▶ [WHAT IS EXPECTED]:
From the records below, pull out every line that contains the word "pillow" and copy each one unchanged.

**** MATERIAL PROVIDED ****

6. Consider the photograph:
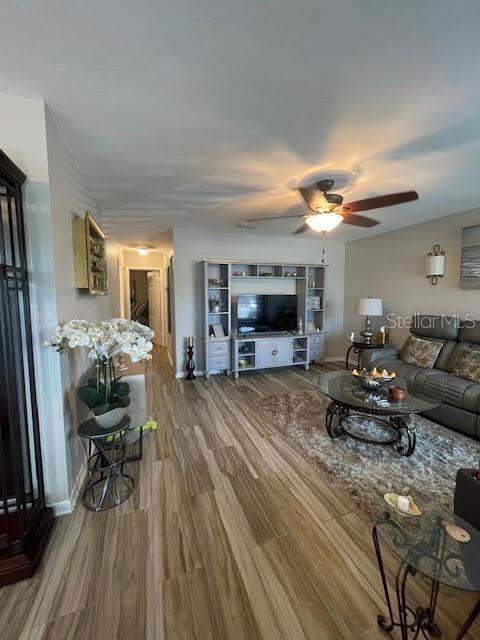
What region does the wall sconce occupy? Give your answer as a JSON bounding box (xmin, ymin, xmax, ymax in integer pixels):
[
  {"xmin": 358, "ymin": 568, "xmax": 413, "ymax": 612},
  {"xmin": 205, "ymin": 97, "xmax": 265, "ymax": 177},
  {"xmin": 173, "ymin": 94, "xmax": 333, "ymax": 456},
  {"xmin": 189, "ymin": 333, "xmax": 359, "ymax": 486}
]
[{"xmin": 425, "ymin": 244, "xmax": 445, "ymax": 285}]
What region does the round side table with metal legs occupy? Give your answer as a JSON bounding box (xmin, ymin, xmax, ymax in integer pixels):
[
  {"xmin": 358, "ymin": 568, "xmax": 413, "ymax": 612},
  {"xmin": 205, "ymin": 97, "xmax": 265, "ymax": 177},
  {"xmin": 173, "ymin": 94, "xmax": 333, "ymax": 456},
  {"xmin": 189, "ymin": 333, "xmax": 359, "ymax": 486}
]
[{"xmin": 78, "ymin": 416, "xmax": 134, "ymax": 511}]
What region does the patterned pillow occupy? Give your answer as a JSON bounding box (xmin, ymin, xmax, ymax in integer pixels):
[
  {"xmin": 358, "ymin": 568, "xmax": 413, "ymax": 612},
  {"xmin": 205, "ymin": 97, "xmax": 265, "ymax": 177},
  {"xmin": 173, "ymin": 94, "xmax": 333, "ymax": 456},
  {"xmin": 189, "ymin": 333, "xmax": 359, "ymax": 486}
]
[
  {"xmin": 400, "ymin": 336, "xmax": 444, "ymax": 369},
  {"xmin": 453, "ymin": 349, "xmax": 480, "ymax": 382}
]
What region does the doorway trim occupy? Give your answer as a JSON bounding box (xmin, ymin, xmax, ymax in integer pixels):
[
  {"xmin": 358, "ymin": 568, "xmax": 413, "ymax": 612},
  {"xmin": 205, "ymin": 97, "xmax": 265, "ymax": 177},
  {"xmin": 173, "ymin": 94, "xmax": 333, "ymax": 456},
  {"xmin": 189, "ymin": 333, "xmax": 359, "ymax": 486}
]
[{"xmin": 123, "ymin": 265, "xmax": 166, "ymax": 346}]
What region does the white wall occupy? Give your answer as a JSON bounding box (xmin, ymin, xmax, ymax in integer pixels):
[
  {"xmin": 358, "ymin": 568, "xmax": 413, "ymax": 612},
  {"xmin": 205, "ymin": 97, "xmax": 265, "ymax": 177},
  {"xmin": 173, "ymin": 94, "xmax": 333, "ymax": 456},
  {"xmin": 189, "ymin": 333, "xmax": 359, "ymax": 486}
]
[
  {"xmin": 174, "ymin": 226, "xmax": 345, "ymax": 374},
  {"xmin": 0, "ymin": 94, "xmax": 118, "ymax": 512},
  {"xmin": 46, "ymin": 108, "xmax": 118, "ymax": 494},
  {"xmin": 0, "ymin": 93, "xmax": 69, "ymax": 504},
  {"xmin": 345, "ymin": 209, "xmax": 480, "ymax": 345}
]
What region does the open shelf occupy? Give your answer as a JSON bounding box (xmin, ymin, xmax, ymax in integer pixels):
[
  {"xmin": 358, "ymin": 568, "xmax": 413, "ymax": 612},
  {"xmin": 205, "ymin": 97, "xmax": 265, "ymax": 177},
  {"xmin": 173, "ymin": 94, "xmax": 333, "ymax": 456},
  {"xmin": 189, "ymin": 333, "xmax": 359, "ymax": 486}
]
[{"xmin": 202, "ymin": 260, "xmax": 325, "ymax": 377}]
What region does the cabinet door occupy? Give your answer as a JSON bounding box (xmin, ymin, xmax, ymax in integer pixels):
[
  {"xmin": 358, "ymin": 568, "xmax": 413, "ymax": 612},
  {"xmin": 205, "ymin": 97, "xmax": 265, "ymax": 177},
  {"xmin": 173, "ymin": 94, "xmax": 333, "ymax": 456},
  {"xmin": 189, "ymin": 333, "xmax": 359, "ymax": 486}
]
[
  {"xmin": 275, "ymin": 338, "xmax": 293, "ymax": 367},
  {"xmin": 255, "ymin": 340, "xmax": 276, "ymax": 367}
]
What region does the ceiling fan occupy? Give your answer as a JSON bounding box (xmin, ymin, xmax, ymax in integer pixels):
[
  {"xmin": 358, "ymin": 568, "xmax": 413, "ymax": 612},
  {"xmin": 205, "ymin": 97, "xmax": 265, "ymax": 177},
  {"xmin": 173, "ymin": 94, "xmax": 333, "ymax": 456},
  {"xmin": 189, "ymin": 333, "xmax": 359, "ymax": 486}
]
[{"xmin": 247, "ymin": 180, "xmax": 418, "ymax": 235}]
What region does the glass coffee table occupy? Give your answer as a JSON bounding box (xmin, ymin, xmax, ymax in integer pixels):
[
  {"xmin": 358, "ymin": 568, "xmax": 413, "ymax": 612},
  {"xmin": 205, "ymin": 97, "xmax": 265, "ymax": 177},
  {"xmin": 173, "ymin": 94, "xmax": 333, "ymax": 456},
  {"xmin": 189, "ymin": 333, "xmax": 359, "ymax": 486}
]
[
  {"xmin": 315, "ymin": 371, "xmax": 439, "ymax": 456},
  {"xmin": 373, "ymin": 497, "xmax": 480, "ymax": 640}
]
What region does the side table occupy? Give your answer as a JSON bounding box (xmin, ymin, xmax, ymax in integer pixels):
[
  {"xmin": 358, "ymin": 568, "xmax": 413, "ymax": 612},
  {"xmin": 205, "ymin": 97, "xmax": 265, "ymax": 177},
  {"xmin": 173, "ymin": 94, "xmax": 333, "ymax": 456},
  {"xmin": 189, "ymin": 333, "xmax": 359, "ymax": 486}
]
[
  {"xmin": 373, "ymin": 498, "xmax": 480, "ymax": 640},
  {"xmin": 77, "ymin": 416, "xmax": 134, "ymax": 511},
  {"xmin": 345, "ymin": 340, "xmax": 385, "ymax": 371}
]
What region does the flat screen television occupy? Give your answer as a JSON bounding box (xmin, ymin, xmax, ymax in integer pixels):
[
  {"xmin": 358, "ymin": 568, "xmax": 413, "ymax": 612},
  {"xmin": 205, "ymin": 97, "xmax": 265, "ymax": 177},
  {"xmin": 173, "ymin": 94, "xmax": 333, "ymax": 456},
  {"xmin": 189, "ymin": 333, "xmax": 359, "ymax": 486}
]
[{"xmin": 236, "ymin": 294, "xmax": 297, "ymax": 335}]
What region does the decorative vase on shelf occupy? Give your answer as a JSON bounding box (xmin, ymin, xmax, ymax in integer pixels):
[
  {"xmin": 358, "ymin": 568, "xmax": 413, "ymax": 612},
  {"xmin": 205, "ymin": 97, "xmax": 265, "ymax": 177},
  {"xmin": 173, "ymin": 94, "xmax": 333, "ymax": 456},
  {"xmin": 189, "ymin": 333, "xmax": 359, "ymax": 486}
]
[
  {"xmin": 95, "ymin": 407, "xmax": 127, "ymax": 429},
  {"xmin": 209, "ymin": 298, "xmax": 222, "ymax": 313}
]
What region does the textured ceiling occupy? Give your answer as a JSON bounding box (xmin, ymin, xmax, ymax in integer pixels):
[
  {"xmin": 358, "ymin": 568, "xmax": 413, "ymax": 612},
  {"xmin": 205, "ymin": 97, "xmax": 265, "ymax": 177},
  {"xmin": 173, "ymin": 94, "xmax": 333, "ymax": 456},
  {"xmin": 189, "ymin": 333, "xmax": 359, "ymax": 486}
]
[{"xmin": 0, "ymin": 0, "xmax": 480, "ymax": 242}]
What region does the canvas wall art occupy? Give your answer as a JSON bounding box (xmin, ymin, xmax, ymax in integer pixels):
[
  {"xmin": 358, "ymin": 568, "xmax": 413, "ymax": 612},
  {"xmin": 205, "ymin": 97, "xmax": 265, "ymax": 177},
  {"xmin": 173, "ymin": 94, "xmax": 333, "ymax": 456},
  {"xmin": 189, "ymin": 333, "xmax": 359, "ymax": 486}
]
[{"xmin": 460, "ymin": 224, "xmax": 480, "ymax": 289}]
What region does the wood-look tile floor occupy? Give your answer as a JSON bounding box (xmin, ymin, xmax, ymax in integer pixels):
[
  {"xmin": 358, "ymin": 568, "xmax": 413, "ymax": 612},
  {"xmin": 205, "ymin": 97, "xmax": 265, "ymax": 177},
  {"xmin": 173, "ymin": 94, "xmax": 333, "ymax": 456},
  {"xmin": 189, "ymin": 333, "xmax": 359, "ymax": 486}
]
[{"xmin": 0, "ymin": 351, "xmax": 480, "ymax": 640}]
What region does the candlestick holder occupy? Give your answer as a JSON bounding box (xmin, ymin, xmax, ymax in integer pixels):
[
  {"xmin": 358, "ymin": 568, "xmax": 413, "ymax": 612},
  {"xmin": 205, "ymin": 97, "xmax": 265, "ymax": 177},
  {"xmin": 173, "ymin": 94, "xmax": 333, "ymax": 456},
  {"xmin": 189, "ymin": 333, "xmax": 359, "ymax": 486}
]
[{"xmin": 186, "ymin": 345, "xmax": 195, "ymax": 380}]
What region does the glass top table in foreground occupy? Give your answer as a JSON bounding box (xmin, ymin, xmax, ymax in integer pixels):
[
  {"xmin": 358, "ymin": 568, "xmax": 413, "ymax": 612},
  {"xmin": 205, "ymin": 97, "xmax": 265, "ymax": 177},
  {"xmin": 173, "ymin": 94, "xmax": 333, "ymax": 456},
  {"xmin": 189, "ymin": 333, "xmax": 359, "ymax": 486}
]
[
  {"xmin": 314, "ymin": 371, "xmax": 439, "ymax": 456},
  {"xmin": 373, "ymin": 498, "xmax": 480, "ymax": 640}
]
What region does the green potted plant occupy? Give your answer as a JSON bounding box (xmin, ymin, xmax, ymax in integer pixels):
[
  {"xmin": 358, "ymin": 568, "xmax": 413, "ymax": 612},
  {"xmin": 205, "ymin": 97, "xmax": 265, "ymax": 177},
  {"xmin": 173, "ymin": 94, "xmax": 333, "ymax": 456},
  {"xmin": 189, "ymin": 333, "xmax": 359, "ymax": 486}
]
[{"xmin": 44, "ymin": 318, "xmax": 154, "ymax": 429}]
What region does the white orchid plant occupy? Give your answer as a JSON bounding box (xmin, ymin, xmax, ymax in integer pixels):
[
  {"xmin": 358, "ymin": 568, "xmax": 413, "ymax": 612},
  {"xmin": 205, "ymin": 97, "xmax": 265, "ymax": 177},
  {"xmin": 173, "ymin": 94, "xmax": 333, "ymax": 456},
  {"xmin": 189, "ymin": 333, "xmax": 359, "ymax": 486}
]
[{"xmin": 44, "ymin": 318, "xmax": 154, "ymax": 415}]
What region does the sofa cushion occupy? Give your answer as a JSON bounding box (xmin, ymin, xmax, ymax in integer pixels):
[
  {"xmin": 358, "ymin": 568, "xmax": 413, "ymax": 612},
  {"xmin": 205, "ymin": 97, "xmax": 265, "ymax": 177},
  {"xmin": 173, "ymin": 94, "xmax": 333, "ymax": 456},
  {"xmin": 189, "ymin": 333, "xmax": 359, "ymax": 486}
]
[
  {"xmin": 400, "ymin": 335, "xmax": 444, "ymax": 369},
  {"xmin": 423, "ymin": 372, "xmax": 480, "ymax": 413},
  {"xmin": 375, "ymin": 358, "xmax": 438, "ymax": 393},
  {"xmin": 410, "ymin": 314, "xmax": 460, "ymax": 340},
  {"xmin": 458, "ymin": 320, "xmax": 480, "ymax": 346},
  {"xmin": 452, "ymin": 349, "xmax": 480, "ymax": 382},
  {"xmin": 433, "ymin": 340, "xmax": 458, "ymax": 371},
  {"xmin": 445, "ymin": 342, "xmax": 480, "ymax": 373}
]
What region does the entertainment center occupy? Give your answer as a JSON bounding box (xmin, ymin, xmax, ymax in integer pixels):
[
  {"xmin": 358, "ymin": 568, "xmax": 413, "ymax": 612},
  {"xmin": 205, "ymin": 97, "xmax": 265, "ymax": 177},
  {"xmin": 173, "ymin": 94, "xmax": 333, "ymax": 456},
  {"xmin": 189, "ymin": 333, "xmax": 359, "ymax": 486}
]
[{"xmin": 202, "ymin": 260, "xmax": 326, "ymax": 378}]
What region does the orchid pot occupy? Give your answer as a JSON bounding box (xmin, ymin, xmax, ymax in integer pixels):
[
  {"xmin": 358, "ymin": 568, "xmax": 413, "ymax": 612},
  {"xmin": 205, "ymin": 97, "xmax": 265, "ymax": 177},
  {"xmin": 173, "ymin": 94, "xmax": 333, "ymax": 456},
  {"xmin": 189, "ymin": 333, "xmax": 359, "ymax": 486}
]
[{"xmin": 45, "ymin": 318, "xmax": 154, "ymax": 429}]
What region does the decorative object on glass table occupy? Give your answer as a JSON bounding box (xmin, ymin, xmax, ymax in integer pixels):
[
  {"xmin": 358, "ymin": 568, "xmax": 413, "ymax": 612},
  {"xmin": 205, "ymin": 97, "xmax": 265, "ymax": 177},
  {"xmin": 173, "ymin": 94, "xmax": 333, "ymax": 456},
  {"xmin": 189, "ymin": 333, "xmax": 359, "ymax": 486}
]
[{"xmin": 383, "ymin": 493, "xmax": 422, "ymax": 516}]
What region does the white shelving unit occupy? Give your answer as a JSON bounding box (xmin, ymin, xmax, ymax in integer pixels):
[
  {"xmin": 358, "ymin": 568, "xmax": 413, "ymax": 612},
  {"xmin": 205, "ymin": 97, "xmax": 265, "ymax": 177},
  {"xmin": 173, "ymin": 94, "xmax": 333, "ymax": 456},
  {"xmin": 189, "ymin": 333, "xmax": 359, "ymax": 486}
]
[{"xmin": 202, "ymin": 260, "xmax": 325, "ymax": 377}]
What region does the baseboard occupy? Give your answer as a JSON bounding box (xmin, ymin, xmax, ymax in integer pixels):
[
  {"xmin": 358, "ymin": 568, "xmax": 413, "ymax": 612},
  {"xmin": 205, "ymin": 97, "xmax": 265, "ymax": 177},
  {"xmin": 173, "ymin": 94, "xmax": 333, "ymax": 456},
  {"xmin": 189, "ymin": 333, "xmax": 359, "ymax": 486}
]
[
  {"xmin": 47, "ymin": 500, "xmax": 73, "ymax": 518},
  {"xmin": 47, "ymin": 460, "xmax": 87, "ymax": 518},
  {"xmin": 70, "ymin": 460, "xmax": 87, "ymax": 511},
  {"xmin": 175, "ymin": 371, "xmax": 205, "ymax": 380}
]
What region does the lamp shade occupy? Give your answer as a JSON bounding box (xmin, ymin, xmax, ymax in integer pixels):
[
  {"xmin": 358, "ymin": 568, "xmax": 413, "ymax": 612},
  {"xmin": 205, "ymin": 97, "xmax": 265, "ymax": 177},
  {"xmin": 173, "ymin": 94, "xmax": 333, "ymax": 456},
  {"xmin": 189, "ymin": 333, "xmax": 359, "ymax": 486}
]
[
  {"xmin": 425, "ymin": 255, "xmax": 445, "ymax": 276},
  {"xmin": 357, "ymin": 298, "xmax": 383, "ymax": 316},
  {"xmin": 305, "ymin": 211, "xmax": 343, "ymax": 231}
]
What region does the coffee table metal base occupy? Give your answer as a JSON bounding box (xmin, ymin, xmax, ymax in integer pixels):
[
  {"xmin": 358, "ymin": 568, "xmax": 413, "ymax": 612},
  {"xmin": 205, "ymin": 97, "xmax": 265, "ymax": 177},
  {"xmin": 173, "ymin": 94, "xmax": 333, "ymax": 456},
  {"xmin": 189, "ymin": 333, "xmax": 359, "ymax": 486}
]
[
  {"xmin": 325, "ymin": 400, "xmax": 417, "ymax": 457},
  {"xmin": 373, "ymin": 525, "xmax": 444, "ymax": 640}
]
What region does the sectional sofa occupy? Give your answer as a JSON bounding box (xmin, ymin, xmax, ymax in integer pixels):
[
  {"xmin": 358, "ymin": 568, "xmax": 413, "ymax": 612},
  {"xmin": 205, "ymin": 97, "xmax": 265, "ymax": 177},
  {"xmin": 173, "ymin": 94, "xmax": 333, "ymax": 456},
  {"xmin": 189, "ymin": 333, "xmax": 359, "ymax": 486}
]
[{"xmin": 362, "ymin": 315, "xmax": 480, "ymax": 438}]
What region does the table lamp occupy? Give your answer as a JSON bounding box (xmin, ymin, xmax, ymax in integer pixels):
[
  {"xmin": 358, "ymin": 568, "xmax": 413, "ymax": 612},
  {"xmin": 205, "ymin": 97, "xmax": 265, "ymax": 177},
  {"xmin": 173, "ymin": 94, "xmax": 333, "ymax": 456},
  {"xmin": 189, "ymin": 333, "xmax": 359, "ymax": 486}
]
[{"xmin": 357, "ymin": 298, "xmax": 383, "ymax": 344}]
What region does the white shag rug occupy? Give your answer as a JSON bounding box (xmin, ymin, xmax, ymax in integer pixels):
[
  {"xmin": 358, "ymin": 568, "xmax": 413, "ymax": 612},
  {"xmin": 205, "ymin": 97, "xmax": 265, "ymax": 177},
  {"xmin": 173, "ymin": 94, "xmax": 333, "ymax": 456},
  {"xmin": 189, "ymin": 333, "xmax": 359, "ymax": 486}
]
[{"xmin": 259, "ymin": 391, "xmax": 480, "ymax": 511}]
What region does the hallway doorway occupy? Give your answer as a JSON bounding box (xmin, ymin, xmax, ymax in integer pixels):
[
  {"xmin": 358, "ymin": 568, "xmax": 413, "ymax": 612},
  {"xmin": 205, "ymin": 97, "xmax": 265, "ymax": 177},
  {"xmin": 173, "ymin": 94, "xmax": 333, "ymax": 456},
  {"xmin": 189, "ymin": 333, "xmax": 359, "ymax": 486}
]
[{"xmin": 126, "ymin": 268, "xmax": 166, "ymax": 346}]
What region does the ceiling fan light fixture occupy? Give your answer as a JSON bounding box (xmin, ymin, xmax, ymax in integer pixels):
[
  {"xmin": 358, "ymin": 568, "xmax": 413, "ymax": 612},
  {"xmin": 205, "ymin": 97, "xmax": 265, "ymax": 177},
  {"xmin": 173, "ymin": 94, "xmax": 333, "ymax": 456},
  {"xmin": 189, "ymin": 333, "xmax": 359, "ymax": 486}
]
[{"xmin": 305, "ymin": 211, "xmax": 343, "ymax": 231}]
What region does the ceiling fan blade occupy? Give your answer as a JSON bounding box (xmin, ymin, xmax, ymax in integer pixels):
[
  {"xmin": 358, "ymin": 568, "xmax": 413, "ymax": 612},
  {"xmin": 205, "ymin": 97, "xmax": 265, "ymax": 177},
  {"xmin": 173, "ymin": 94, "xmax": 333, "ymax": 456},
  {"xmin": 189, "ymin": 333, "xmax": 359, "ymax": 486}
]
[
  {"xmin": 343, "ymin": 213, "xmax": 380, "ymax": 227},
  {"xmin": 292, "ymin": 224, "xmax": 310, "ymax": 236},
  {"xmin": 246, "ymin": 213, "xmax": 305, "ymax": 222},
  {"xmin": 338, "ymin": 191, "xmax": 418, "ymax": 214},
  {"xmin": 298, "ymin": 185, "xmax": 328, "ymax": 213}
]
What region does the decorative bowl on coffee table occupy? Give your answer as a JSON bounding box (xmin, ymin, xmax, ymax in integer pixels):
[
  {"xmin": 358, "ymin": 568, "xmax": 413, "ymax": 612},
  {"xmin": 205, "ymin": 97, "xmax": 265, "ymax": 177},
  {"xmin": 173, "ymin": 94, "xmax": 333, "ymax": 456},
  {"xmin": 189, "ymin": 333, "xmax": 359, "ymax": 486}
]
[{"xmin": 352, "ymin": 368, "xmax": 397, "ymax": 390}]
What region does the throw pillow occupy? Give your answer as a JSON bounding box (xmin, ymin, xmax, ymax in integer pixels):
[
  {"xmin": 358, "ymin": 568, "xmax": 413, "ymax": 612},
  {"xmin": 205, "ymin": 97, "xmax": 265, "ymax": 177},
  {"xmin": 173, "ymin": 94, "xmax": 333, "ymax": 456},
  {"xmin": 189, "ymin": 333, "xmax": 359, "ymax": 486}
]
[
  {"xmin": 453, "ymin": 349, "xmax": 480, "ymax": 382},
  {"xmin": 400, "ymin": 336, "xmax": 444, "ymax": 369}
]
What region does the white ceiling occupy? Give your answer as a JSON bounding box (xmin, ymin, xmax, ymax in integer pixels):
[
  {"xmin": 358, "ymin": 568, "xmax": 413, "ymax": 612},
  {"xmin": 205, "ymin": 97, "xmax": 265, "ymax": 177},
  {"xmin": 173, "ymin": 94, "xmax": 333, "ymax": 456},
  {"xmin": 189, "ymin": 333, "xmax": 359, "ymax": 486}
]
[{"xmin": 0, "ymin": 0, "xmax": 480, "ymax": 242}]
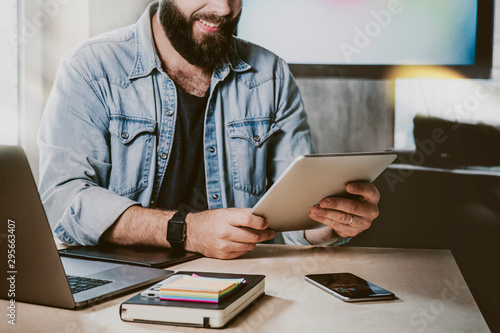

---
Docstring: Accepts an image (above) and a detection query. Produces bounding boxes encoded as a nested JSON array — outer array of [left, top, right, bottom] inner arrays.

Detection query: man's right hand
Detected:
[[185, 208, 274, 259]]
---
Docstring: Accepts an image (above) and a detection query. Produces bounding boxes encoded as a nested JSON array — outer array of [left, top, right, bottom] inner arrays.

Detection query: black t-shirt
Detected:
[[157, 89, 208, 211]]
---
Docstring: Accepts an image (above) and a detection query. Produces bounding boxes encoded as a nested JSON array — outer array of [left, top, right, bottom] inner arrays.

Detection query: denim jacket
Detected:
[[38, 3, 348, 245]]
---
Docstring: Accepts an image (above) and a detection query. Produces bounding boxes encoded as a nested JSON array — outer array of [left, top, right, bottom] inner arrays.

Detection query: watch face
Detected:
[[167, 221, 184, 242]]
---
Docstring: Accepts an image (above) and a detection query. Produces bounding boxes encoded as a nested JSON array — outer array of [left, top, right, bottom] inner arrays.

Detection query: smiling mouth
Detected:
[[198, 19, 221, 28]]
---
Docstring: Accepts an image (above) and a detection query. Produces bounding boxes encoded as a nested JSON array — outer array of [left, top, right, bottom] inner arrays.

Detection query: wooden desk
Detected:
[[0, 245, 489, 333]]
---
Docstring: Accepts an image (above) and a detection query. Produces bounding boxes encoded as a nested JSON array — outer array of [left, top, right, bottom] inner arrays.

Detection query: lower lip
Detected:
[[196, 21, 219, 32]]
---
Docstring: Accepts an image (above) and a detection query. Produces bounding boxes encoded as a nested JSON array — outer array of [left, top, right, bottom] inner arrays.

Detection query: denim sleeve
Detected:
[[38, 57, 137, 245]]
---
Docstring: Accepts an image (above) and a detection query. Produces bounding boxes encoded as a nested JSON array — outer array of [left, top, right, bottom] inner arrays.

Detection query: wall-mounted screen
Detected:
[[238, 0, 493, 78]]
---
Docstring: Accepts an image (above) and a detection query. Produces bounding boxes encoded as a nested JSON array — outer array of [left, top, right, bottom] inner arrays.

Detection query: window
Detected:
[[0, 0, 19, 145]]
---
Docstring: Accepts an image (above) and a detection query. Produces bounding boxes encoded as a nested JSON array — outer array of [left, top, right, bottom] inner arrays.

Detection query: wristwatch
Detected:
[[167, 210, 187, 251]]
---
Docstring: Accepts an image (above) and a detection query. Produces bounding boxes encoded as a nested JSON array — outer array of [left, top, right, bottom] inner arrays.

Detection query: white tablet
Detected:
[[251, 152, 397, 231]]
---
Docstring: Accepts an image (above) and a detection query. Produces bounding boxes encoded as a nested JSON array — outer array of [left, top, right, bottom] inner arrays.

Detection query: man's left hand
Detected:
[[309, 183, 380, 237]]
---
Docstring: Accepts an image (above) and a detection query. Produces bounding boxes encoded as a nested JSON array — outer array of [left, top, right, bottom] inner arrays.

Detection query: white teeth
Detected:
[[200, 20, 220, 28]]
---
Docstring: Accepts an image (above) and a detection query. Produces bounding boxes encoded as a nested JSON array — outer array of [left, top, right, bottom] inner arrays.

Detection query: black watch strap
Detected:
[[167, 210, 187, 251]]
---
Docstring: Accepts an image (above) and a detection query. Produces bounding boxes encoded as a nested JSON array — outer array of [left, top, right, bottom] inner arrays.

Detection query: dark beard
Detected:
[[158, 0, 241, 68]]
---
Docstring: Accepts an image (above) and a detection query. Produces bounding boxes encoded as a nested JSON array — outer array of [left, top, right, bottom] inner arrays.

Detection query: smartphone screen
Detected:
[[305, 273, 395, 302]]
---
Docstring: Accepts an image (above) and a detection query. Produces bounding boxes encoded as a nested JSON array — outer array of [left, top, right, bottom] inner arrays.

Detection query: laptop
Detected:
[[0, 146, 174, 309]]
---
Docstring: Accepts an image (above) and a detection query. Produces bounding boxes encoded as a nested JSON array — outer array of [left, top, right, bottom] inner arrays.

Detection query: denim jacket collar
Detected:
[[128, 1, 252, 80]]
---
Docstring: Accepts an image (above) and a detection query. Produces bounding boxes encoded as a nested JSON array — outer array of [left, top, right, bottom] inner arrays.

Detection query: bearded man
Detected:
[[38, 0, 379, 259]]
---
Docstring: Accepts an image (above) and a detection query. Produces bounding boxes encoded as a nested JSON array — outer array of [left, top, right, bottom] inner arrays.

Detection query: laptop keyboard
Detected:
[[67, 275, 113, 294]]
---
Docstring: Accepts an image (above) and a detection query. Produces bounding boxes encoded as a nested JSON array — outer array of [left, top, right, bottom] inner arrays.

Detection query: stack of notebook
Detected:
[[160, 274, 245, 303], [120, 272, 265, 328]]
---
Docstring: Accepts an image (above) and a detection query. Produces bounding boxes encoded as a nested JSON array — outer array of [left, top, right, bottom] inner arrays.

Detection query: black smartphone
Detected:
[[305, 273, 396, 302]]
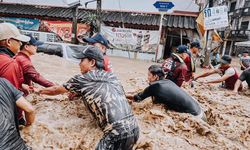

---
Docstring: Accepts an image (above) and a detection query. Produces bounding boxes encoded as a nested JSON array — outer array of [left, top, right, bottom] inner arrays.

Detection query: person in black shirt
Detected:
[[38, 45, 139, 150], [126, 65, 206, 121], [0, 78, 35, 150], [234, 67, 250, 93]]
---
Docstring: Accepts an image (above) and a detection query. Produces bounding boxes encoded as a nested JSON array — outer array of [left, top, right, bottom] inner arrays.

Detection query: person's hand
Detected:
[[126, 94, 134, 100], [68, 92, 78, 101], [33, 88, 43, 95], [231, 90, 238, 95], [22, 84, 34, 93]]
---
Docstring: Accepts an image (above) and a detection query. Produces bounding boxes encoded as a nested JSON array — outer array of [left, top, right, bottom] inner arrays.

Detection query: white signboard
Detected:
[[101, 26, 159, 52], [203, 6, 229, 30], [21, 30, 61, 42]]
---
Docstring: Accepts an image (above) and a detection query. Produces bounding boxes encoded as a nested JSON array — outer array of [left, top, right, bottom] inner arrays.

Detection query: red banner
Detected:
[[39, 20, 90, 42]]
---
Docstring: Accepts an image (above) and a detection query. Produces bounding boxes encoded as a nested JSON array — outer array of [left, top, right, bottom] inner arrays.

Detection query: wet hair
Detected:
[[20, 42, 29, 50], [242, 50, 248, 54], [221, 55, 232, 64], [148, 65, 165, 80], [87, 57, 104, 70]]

****

▶ [RESPONSE TO THIS TASK]:
What region does the patterned pillow occupy? Give your answer as a JSON bounding box (xmin, ymin, xmax, ymax in integer pixels):
What region does the throw pillow occupy? Give your answer as a JSON bounding box (xmin, ymin, xmax, ymax in integer pixels):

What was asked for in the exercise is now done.